(Data records)
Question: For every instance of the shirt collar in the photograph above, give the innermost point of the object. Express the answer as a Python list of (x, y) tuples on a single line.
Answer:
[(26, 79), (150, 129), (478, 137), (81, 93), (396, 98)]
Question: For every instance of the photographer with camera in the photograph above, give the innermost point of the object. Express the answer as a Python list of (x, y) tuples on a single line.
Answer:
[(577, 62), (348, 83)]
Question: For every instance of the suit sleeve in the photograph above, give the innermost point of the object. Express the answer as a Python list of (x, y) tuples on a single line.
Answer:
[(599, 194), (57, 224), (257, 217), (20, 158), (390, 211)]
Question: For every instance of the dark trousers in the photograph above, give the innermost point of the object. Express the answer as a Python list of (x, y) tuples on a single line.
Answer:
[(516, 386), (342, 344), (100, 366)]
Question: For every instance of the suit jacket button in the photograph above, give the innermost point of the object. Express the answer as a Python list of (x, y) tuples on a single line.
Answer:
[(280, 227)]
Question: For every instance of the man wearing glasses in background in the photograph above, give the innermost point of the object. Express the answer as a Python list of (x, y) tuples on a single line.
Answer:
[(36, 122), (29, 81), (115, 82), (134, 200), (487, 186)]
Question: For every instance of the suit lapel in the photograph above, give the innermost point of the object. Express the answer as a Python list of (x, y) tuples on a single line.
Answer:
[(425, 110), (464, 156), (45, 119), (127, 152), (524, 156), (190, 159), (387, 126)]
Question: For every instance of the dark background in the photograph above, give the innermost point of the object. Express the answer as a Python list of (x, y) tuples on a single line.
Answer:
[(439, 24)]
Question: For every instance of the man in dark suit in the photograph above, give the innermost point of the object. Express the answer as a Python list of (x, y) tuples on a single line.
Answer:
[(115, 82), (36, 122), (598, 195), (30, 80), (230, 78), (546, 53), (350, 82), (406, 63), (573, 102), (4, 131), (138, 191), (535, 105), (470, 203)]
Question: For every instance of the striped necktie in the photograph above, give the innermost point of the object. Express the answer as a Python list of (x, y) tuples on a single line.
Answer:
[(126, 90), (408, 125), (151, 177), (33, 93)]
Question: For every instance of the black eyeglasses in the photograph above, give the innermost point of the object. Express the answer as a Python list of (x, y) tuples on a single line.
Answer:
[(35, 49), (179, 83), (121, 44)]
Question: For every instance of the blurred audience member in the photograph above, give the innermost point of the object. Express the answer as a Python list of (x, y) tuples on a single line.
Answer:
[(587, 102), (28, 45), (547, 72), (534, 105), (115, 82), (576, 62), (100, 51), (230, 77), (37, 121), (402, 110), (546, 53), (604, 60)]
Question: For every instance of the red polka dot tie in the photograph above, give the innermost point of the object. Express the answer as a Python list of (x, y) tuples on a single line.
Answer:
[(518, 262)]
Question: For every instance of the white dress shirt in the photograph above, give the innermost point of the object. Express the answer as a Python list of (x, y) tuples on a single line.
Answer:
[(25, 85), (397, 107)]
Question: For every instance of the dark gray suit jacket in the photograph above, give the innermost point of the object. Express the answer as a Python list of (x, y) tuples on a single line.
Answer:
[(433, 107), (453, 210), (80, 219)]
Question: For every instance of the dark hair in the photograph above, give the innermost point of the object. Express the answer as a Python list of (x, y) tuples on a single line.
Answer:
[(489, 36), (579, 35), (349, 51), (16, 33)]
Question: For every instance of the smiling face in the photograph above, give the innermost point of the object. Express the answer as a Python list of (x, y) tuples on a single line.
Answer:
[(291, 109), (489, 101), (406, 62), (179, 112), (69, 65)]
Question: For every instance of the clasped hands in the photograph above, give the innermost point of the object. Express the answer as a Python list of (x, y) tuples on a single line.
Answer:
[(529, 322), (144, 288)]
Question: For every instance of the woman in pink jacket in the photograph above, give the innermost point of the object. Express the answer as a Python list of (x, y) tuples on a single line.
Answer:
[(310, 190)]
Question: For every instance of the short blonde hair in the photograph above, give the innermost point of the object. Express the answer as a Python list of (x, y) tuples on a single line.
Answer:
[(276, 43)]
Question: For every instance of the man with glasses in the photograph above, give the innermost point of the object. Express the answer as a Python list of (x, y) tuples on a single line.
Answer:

### PROBLEM DETAILS
The expected output is an exact copy of all the records above.

### WORKED SOLUTION
Question: For every instance of the shirt collar in the photograph above, give the innermost point of the object. Express the answer as a Python list of (x, y) tuples on a single line.
Answer:
[(26, 79), (150, 129), (478, 137), (81, 93), (396, 98)]
Question: For every instance of the photographer with camera in the photograph above, give the innermost point of the object. Express the answer as a Python list of (x, y) tuples on a single line.
Answer:
[(577, 62), (348, 83)]
Question: For every instance of the suit sleeve in the photograph above, give the innermost point of the object. Express the answer as a Python list of (x, y) tuples on a single line.
Answer:
[(599, 194), (57, 224), (257, 217), (20, 158), (390, 211)]
Question: For every instance of the dark trousers in the photograph above, give the innermost point of the object. Express the answer as a Python list of (x, y) tuples on a single line.
Answer:
[(516, 386), (342, 344), (100, 366)]
Question: For every instance of the suit jacket button in the photograph above, give the innermost point of the object. Express the answer as a Python list of (x, y) tuples on a single line.
Answer:
[(280, 227)]
Question: For every instance of the man wearing glasses in background in the photograph above, give the innermost point of the object. Express the answer as a Python list of (x, y) tuples on a single line.
Answer:
[(36, 122), (29, 81), (115, 82), (134, 200), (487, 186)]
Question: For every instance of the suit lapel in the photograph above, give the innermost point of the object. Express the answer as a Python list of (x, y) tuples on a single line.
Answer:
[(425, 110), (464, 156), (45, 119), (127, 152), (524, 156), (190, 159), (387, 126)]
Question: For every instance of the dark background in the photograph above, give the innermost point of the object. Express the answer as a Python list of (x, y) tuples on a single line.
Answer:
[(439, 24)]
Question: For every instance of the man in dark suit in the photograph above, give the innermost point of the object. Express the answer as a Python list of (x, y) tuples on a single line.
Answer:
[(115, 82), (36, 122), (598, 195), (30, 80), (230, 78), (546, 53), (350, 82), (406, 63), (573, 102), (4, 131), (138, 191), (535, 105), (470, 203)]
Question: For every instance of the striped necktie in the photograph above, give the innermost point of the object. Express the answer as a Python list of (x, y) tuples on a single line.
Answer:
[(126, 90), (408, 125), (151, 177), (33, 93)]
Question: For every instance of the black eyeglasses in the photograph above, give the innermost point of the object. Express the answer as a Python list of (x, y) tuples on a single line.
Answer:
[(35, 49), (179, 83), (121, 44)]
Question: For every instance of the blurred audience member in the photograph above, give the innermost point of the object. Express the answer as a Python list of (x, y) tuples on a single line.
Answer:
[(587, 102), (28, 45), (547, 72), (534, 105), (115, 82), (576, 62), (100, 51), (230, 77), (37, 121), (402, 110), (546, 53), (604, 60)]
Question: For every instance of the red polka dot tie in the photograph above, give the innermost point of the object. Express the answer as a Python list of (x, y) tuples on a single line.
Answer:
[(518, 262)]
Question: For every instance of the white dress shirt in the photograph above, give the innermost point of the object. Express the answer as a Python list of (x, y) tuples on a single line.
Answer:
[(25, 85), (397, 107)]
Question: For every instance of the dark gray suit jacket in the photograph above, give the innermost point of the object. Express the answer as a Python list of (x, y) tuples on a single line.
Answer:
[(433, 107), (453, 210), (80, 219)]
Question: For every instance of the dark hair in the photograph above, give the innermost point of the object. Express the answer as a Python list of (x, y) tuples on a single line.
Answer:
[(489, 36), (579, 35), (349, 51), (16, 33)]
Question: For every instance of the smiling face in the photograph above, give the innermost point of the object. Express the answer as a Python list of (x, y) tuples on a single line.
Answer:
[(291, 109), (489, 101), (406, 62), (179, 112), (69, 65)]
Question: For every instance of the clasped hands in the photograph above, give the innermost point of the object. Express the answer as a Python list of (x, y) tuples on a single line.
Answer:
[(529, 322), (144, 288)]
Question: For every instance of the woman in pink jacket in the photograph above, give the innermost point of the object. Express the answer as a Python list of (x, y) tuples on a single line.
Answer:
[(310, 190)]
Question: For every instance of the short blonde hair in the photograph above, give the innermost point of the object. Express the answer as a Python list of (x, y) tuples on a single line.
Answer:
[(276, 43)]
Question: For every instance of the man with glasses in the photograph above, give the innermost point of the object. Express the answer as a Python list of (x, y) tuples on a single line.
Answer:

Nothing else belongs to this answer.